#### [Data for the task]
▼
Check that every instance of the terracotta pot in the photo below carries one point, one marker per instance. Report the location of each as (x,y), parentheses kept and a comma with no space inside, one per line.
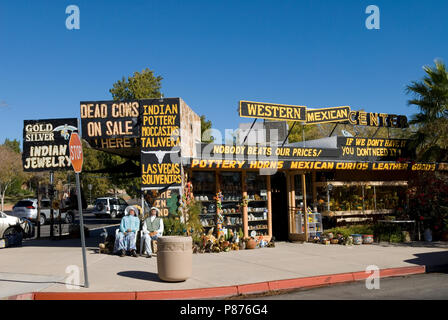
(367,239)
(251,244)
(444,236)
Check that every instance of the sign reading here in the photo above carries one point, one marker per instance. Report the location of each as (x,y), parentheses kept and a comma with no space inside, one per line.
(271,111)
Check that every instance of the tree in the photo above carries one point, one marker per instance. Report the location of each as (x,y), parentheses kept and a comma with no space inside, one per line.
(431,98)
(10,170)
(142,85)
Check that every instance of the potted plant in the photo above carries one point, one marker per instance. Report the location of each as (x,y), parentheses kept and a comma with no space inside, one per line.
(251,243)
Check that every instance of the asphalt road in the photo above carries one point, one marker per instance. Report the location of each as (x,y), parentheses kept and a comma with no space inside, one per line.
(90,221)
(430,286)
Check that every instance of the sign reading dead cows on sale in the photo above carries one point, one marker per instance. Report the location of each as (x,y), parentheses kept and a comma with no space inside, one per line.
(45,144)
(160,143)
(109,119)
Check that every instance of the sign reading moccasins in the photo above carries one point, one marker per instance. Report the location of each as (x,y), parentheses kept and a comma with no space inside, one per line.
(45,144)
(160,143)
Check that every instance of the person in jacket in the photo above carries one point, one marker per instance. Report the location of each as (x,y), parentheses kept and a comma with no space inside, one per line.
(152,229)
(129,226)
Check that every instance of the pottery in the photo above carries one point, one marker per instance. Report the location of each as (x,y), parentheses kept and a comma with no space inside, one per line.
(367,239)
(357,239)
(251,244)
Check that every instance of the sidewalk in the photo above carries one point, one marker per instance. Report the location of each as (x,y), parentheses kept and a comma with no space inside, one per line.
(19,267)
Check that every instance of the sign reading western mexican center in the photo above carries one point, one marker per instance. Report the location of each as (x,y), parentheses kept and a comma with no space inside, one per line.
(326,115)
(45,144)
(343,114)
(271,111)
(160,143)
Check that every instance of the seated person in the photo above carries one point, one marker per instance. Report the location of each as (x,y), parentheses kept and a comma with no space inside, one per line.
(152,229)
(128,230)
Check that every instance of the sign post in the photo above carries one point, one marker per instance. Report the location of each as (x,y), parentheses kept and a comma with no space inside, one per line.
(76,158)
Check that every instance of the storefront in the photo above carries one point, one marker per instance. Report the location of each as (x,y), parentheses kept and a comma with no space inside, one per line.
(268,189)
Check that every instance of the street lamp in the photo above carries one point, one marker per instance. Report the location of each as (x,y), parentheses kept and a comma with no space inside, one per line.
(90,192)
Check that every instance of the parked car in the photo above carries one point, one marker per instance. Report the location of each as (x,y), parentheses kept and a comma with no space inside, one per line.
(110,206)
(10,225)
(27,208)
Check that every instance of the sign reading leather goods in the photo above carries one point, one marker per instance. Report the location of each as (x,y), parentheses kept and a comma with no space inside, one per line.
(45,144)
(326,115)
(271,111)
(160,143)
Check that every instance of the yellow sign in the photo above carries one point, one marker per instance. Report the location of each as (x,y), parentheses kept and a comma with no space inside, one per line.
(326,115)
(272,111)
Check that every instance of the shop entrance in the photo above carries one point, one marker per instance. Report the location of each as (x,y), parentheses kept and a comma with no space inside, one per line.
(279,207)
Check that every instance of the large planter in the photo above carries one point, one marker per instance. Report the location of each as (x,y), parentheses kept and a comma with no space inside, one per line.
(251,244)
(444,236)
(427,234)
(174,258)
(357,239)
(367,239)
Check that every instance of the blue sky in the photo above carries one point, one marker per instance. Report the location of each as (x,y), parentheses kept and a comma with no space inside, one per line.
(215,53)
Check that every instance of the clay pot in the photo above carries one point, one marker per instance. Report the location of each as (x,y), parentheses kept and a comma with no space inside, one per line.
(444,236)
(367,239)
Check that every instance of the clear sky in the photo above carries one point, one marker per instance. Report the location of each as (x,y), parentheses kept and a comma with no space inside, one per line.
(214,53)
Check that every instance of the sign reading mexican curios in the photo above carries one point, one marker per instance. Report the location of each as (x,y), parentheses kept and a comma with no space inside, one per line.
(160,143)
(271,111)
(45,144)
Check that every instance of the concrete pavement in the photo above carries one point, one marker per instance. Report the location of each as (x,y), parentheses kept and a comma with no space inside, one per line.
(110,273)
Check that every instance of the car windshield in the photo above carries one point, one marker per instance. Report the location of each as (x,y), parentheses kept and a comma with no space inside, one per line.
(98,201)
(24,203)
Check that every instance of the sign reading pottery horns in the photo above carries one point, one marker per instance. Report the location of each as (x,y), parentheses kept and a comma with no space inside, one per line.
(45,144)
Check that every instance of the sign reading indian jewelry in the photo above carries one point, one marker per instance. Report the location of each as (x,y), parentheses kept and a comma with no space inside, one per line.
(45,144)
(272,111)
(160,143)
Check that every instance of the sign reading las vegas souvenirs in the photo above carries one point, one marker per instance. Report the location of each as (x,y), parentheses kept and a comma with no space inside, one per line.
(160,143)
(45,144)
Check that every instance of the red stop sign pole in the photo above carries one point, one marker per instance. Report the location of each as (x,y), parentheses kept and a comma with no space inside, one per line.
(76,158)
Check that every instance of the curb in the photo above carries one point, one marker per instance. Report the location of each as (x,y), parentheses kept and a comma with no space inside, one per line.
(223,292)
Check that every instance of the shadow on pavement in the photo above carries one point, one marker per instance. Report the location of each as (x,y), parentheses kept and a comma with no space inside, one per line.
(416,244)
(140,275)
(434,261)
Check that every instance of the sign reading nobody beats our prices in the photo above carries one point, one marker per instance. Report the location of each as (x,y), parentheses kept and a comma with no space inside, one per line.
(160,140)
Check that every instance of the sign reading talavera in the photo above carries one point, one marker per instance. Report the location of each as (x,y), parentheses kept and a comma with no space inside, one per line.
(272,111)
(161,143)
(45,144)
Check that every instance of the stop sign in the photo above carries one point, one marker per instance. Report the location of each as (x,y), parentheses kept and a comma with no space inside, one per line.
(75,148)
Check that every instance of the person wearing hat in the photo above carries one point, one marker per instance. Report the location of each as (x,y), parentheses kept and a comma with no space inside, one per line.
(129,226)
(152,229)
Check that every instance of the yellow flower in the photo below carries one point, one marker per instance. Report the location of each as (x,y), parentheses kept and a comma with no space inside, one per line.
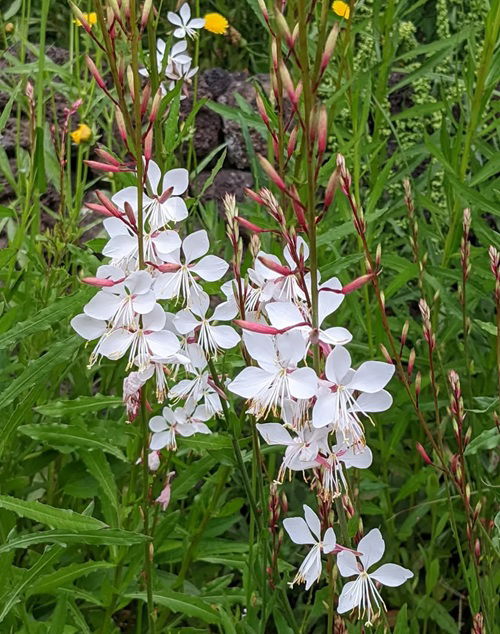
▲
#### [Short problem]
Can you gather every line of the listing above that contains the string "pottery" and copy each one out?

#### [The output]
Check that every instance of the pottery in the photo above carries one point, one marker per instance. Report the location of each as (x,y), parentheses kept and a comma with no space inside, one per line.
Check that every instance of the sign reading pottery horns in the photo above carries one point, one marker per instance. Report the location of each as (x,y), parentheses kept and a comma with no space inside, one per line.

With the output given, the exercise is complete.